Brief — Recast the part of the records below that opens with the line containing "For the scouting record, return for every instance of the red" and runs through the end of the records as a JSON list of strings, with one string per line and blank lines omitted.

Collection entries

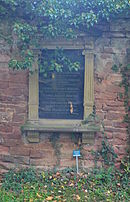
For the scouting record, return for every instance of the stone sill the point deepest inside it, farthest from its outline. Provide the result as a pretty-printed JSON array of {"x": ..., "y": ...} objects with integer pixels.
[
  {"x": 33, "y": 130},
  {"x": 74, "y": 126}
]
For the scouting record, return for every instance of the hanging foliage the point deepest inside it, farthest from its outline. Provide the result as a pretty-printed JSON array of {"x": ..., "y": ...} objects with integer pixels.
[{"x": 29, "y": 19}]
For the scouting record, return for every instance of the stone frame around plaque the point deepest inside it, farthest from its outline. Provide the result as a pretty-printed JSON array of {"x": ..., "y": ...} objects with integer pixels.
[{"x": 37, "y": 125}]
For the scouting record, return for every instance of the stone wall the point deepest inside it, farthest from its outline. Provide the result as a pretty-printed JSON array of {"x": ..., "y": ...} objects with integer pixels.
[{"x": 111, "y": 45}]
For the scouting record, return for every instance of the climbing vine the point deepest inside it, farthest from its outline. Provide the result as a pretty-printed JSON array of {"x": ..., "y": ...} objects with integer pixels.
[
  {"x": 124, "y": 70},
  {"x": 30, "y": 21}
]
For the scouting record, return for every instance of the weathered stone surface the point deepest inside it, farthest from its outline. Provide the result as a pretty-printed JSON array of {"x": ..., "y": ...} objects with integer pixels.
[{"x": 110, "y": 47}]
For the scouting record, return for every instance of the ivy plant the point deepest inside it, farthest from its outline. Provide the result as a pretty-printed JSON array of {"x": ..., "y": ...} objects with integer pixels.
[{"x": 28, "y": 21}]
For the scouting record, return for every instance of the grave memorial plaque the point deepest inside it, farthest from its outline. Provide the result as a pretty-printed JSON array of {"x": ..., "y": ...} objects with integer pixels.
[{"x": 61, "y": 93}]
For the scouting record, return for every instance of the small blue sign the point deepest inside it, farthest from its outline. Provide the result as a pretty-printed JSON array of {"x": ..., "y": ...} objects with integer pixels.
[{"x": 76, "y": 152}]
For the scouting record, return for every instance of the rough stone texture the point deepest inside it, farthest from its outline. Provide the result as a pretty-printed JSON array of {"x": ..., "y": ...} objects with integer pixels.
[{"x": 110, "y": 48}]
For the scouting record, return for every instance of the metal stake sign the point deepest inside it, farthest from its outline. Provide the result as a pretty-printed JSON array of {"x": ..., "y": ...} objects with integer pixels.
[{"x": 76, "y": 153}]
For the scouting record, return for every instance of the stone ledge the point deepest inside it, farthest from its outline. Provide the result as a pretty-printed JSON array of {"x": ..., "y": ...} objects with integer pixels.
[
  {"x": 77, "y": 128},
  {"x": 32, "y": 130}
]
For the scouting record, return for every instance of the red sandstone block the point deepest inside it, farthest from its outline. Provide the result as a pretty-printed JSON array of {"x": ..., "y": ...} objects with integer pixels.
[
  {"x": 106, "y": 56},
  {"x": 114, "y": 89},
  {"x": 12, "y": 142},
  {"x": 6, "y": 128},
  {"x": 108, "y": 50},
  {"x": 19, "y": 118},
  {"x": 4, "y": 84},
  {"x": 115, "y": 116},
  {"x": 20, "y": 150}
]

Output —
[
  "For the scouting record, return for every instance of the red sandstone block the point deepest inside it, farthest from its outline. Provide the result as a pretty-printed JSON array of {\"x\": ..., \"y\": ...} objects with integer pixels.",
  "[",
  "  {\"x\": 106, \"y\": 56},",
  "  {\"x\": 114, \"y\": 89},",
  "  {\"x\": 12, \"y\": 142},",
  "  {\"x\": 6, \"y\": 128},",
  "  {\"x\": 108, \"y\": 50},",
  "  {\"x\": 19, \"y\": 118},",
  "  {\"x\": 4, \"y\": 84},",
  "  {\"x\": 115, \"y\": 116},",
  "  {\"x\": 20, \"y\": 150}",
  "]"
]